Отрывок из книги:
--*--

Марина Цветаева - Виктория Швейцер 53 стр.


Из далекого далека 1937 года (как сама она пишет, "за тридевять земель и двудевять лет") прошлое видится иначе, чем когда оно было еще настоящим. Воскрешая в "Повести о Сонечке" не столько события, сколько чувства того времени, Цветаева вольно или невольно корректирует их с точки зрения прожитых лет. В центре повествования – она сама: "я", как называет себя рассказчица; "Марина", "Марина Ивановна" – обращаются к ней другие.

Может показаться, что в повести совсем нет сюжета: действующие лица вырваны из контекста их собственной жизни и существуют только в соприкосновении с рассказчицей и в ее восприятии. Они приходят, разговаривают, уходят – некоторые навсегда... Однако внутренний сюжет повести четко определен – выявить человеческую сущность каждого в отношении к людям, времени, самим себе. При чтении повести возникают ассоциации со стихами, тогда обращенными к ее героям. И становится ясно, как посерьезнел и посуровел взгляд Цветаевой на мир и героев "театрального романа". Они уже не "банда комедиантов", каждый определен более индивидуально; да и она не та молодая женщина, которая, спасаясь от одиночества и "чумы", "браталась" с ними. В "Повести о Сонечке" отразились размышления Цветаевой о прошлом, о поколении "отцов", та "переоценка ценностей", которая происходила у нее в тридцатые годы. С точки зрения теперешней умудренности видит она давние годы, дружбы, любови. Читатель присутствует при процессе ее освобождения от "завороженности" и Юрой З., и атмосферой театра. Отринув стилизацию, преобладавшую в стихах 1919 года, Цветаева не отказывается от жесткой и иногда даже жестокой иронии по отношению к тем, кого она считает "лицедеями". Она не объективна и пристрастна – но когда Цветаева была беспристрастной? "Лицедеи" противопоставлены поколению "отцов": Алексею Александровичу Стаховичу:

Хоть сто мозолей – трех веков не скроешь!
Рук не исправишь – топором рубя!
О, откровеннейшее из сокровищ:
Порода!– узнаю Тебя.

и – Володе Алексееву:

И, наконец – герой из лицедеев -
От слова бытие
Все имена забывший – Алексеев:
Забывший и свое!

Это четверостишие из стихотворения "Друзья мои! Родное триединство!..", обращенного ко всем вместе: Юрию Завадскому, Павлу Антокольскому и Владимиру Алексееву – еще при жизни Володи. Теперь Цветаева выделяет его; ему посвящает вторую часть повести: "В Москве 1918-1919 года мне – мужественным в себе, прямым и стальным в себе [вспомним: "Стальная выправка хребта..." из стихов князю С. М. Волконскому. – В. Ш.], делиться было не с кем. <...> С Володей я отводила свою мужскую душу". Так Цветаева определила стержень своих отношений с Володей Алексеевым.

--*--

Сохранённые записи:
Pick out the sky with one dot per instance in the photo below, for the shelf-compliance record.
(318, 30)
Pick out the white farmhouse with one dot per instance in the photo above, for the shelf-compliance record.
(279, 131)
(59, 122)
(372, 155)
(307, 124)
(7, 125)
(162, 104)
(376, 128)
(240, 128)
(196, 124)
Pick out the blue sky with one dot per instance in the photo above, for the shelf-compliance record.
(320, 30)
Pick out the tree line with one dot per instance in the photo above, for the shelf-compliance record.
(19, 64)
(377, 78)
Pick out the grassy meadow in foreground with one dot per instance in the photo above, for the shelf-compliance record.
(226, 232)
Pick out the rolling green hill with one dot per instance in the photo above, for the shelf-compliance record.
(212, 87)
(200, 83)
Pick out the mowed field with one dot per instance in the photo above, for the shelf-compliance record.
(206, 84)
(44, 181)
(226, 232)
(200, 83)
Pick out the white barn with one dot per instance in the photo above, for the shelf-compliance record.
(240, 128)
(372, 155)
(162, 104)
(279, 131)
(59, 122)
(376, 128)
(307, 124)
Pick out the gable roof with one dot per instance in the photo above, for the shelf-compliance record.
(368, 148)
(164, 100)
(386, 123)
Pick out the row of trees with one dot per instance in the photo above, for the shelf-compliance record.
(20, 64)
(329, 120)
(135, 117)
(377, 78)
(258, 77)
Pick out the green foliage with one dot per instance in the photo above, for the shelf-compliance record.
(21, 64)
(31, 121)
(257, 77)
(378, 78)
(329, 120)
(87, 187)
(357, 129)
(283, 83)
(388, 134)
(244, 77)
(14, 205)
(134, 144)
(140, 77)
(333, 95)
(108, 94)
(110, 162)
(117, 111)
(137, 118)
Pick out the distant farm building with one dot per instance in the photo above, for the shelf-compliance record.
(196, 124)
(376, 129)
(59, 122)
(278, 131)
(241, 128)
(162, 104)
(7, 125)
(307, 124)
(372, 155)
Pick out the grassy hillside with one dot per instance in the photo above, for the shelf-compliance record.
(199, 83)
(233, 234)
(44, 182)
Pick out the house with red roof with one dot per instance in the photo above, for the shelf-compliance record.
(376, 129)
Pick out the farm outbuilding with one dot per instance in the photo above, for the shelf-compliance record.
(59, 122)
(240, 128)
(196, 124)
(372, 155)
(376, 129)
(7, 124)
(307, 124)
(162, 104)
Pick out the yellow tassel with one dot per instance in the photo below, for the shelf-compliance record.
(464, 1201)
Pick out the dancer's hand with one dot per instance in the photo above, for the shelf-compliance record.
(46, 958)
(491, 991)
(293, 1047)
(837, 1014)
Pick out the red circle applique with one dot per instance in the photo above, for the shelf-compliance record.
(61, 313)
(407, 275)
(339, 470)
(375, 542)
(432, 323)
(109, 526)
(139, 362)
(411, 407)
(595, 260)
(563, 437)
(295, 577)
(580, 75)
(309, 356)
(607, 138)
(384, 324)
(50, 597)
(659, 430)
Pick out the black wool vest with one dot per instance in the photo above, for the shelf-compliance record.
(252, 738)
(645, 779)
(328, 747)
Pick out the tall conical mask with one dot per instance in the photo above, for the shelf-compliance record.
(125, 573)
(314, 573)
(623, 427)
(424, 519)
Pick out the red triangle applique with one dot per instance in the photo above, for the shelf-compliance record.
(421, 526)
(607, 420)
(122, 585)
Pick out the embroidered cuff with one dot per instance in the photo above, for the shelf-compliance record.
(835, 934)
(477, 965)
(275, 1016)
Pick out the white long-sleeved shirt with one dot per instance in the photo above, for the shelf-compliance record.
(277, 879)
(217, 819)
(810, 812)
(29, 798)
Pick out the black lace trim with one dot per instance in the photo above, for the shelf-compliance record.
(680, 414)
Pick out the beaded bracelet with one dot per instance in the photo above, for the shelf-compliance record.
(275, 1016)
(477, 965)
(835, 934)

--*--

Задания:
1 - Назовите всех, к кому, согласно отрывку о Цветаевой, обращено стихотворение «Друзья мои! Родное триединство!..».
2 - Напишите продолжение отрывка о Цветаевой, которое идёт сразу после его последнего предложения.

Ответы к заданиям:
1 - Юрий Завадский, Павел Антокольский, Владимир Алексеев.

2 -
Деление на "отцов" и "сыновей" зависит не от возраста – Володя ровесник остальным "лицедеям", вместе с ними занимается в Студии, участвует в спектаклях, – а лишь от нравственных качеств и прежде всего благородства и верности. Юра 3., аморфный, без какой бы то ни было определенности, кроме красоты, способный только "представлять" и "казаться", Павлик А., живущий восхищением и в ореоле Юры 3. ("гениальный" – в кавычках – по определению Сонечки, "потому что у него ничего другого за душою – нет"), – вот новое поколение, ставшее советской интеллигенцией.

А Володя под ее пером оживает рыцарем, она могла бы к нему обратить стихи, в юности посвященные Сергею Эфрону:

Такие – в роковые времена -
Слагают стансы – и идут на плаху.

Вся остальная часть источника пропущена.